Print exactly the lines below between the line holding "Target: plastic bag" and the line holding "Target: hazy horizon", inclusive, and nothing more.

◆ **Task material**:
★ ★ ★ ★

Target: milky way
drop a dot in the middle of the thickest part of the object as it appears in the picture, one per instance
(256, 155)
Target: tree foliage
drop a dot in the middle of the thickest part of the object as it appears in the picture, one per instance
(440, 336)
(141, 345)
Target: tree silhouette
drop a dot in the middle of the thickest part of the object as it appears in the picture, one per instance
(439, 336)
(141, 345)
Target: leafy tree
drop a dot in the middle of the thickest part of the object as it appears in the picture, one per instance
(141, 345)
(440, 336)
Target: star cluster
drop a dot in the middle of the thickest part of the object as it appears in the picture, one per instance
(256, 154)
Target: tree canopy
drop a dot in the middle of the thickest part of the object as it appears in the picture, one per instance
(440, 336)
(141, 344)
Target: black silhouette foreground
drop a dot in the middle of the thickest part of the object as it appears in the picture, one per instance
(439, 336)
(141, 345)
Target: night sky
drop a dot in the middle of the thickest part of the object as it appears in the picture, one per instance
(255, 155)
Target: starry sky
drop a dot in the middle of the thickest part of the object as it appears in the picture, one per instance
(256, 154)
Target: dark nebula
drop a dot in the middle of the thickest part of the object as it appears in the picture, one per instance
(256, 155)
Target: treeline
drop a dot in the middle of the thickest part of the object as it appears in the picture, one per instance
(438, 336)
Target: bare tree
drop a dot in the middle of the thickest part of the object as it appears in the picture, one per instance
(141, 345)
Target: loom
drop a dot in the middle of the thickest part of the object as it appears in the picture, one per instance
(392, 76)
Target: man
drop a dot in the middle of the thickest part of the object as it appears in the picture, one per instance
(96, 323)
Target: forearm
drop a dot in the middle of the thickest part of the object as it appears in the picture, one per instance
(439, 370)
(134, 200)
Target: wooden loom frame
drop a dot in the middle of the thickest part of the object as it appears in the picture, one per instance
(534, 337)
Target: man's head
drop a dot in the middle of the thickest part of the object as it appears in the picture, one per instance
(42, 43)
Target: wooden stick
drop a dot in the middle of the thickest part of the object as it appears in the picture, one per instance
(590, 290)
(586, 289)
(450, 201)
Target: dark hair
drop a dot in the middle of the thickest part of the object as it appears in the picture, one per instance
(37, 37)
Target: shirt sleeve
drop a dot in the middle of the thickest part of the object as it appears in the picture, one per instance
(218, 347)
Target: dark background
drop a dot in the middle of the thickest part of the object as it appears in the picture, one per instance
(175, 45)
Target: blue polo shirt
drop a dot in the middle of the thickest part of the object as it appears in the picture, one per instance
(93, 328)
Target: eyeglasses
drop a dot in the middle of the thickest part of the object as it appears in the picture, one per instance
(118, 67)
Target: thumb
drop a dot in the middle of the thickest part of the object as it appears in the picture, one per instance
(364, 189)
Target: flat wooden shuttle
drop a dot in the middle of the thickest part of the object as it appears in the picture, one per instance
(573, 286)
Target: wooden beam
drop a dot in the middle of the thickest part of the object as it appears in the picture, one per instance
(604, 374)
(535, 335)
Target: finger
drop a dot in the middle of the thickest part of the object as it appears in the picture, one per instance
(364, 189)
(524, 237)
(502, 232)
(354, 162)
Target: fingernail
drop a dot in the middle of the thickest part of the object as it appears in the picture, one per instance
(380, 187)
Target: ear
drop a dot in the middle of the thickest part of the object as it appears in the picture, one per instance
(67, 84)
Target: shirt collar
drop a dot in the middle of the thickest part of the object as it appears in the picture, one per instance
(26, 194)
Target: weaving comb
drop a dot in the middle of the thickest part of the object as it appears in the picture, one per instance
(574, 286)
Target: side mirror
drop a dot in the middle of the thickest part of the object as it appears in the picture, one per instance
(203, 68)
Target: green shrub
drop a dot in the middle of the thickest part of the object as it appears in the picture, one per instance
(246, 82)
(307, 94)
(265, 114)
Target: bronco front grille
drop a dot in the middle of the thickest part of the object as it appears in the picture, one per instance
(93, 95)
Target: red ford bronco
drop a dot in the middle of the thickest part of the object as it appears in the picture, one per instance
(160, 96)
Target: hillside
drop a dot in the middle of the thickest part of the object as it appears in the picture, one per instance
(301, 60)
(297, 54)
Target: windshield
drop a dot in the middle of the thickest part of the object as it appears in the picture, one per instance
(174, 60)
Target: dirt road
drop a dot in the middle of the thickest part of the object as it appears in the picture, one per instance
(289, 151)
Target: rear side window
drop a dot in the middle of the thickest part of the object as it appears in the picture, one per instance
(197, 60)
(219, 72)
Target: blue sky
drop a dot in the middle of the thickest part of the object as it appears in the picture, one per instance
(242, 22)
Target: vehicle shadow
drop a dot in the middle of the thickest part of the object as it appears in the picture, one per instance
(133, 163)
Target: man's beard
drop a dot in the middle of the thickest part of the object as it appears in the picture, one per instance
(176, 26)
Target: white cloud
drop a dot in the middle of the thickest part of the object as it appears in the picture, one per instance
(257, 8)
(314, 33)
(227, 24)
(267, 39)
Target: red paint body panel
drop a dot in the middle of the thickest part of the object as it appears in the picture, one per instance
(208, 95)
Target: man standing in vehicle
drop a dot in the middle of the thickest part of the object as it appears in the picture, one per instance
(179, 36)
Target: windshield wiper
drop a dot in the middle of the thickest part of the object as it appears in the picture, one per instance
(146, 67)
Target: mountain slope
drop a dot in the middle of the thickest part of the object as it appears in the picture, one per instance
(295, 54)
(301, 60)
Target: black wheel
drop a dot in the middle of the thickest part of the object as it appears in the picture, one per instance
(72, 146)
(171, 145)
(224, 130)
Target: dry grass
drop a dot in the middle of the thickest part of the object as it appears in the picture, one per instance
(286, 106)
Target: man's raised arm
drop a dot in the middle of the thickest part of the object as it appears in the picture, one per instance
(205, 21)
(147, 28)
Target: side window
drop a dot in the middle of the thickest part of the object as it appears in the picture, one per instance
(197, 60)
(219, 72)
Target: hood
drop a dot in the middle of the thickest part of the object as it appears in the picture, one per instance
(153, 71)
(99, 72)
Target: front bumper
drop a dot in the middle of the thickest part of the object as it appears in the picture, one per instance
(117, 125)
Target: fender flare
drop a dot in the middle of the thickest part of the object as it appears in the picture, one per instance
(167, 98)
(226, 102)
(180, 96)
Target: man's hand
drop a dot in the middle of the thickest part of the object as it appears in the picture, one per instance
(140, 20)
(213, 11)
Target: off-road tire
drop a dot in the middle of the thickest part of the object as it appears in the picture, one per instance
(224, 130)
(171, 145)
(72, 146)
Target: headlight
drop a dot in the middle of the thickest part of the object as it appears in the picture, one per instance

★ ★ ★ ★

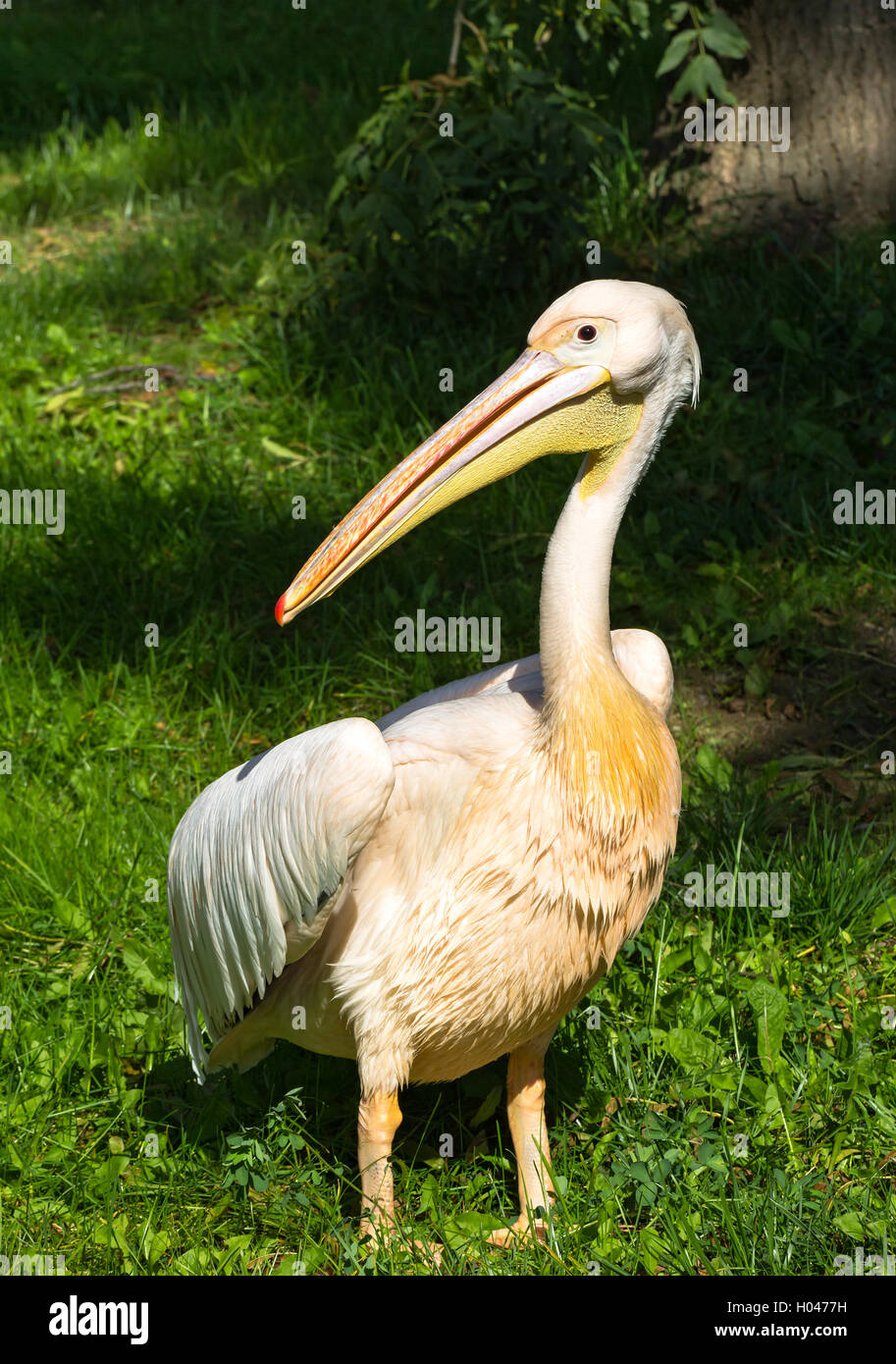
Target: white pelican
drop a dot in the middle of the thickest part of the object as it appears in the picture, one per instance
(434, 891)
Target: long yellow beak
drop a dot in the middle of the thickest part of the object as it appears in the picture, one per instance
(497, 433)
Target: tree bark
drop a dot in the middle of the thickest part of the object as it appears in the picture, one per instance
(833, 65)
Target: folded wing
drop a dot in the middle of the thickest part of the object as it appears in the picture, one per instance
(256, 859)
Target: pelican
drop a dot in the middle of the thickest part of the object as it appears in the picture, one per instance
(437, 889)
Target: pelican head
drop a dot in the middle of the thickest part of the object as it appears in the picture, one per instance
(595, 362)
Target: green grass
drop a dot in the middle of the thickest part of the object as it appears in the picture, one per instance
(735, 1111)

★ ★ ★ ★

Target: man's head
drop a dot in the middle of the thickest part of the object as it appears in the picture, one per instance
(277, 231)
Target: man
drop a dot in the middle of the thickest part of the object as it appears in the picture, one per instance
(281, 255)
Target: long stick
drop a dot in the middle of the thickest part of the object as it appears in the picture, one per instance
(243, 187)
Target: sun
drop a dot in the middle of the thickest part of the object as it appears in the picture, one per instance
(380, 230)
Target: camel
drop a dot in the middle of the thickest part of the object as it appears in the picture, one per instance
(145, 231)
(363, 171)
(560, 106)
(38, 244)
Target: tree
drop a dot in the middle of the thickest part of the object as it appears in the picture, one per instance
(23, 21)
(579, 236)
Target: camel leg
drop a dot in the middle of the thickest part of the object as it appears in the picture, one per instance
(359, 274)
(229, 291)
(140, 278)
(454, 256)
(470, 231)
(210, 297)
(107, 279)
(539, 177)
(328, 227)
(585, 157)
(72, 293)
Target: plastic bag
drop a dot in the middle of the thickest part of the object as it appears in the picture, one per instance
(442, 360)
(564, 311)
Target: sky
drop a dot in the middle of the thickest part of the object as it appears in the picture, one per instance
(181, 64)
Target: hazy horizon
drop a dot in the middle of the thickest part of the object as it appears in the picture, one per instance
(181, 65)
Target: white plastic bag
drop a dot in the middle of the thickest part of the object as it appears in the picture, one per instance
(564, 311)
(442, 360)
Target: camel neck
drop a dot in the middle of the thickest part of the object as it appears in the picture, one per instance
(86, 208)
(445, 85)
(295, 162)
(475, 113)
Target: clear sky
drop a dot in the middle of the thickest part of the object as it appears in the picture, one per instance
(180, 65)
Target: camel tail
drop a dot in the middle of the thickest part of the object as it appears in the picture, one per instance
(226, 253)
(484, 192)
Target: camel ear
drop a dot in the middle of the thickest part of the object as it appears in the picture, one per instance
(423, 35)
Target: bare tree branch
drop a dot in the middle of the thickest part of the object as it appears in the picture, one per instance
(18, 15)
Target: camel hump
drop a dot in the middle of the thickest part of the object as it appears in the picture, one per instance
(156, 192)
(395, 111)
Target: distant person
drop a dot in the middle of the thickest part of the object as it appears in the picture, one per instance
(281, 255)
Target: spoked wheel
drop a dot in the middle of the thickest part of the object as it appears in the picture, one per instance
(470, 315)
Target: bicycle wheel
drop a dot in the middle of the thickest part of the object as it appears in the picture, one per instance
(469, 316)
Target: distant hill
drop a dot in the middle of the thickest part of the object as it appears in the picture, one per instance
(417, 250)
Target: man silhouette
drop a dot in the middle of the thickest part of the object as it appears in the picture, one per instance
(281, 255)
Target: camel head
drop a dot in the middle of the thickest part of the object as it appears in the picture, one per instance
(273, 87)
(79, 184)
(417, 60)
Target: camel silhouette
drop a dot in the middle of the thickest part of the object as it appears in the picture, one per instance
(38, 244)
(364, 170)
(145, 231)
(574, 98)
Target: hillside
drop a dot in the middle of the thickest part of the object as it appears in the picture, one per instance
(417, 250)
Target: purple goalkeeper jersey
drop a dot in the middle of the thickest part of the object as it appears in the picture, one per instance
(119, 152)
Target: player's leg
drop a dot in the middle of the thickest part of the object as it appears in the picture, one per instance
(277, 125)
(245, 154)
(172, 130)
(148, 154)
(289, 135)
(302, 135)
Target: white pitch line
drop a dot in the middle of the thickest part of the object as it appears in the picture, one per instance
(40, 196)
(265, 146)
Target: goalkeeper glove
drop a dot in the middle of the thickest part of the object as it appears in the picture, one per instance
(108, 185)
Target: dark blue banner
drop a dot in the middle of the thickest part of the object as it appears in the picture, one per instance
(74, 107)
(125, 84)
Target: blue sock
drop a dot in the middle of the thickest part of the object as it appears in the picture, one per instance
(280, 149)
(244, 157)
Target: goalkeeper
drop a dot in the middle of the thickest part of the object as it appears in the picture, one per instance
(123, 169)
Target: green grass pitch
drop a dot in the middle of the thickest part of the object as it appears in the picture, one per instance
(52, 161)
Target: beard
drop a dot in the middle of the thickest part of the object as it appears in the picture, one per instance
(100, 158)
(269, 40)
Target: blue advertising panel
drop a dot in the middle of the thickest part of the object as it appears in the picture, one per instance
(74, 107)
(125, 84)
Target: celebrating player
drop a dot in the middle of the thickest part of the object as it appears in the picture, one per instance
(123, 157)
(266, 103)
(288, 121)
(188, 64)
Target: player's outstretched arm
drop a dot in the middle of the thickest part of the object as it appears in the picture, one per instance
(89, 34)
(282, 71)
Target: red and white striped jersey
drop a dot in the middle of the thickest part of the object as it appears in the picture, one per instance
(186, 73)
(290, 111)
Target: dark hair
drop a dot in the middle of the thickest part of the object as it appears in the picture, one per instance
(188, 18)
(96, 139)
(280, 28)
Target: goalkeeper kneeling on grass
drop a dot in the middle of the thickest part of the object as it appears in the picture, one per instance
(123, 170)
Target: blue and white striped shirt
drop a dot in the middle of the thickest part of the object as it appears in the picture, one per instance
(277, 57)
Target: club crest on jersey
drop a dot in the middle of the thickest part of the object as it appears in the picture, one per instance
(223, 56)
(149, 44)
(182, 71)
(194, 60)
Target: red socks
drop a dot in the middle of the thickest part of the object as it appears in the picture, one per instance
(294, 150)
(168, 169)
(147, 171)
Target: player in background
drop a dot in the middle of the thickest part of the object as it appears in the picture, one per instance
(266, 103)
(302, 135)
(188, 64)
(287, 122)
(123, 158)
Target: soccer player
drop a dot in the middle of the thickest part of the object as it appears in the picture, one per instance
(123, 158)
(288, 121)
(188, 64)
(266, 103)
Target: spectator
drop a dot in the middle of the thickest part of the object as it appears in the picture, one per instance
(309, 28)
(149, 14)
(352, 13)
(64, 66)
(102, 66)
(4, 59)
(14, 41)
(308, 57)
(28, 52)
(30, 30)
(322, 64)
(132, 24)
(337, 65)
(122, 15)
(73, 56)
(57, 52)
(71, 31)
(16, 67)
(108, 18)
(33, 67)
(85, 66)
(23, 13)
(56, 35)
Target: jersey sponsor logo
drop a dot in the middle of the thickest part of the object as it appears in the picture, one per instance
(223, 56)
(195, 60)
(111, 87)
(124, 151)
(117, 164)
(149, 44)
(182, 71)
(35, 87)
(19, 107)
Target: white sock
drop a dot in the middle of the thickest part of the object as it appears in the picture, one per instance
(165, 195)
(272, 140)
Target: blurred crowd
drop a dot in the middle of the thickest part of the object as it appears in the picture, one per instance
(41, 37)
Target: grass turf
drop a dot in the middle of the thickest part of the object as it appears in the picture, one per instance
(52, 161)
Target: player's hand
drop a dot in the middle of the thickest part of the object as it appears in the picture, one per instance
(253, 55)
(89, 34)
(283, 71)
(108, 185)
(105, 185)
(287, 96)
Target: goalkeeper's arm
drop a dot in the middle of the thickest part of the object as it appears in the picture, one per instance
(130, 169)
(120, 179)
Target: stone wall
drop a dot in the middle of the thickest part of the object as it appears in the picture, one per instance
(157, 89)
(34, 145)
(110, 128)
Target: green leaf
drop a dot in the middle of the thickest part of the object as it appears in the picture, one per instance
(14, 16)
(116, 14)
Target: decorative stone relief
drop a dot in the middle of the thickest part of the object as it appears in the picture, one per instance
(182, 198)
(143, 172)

★ ★ ★ ★

◆ **Exercise solution**:
Target: plastic bag
drop a dot in the middle of the thickest part of the object as it appears in the picture, one per instance
(442, 360)
(564, 311)
Target: sky
drop a dot in the middle of the thickest part of the object as it appears in the picture, one per instance
(181, 64)
Target: hazy horizon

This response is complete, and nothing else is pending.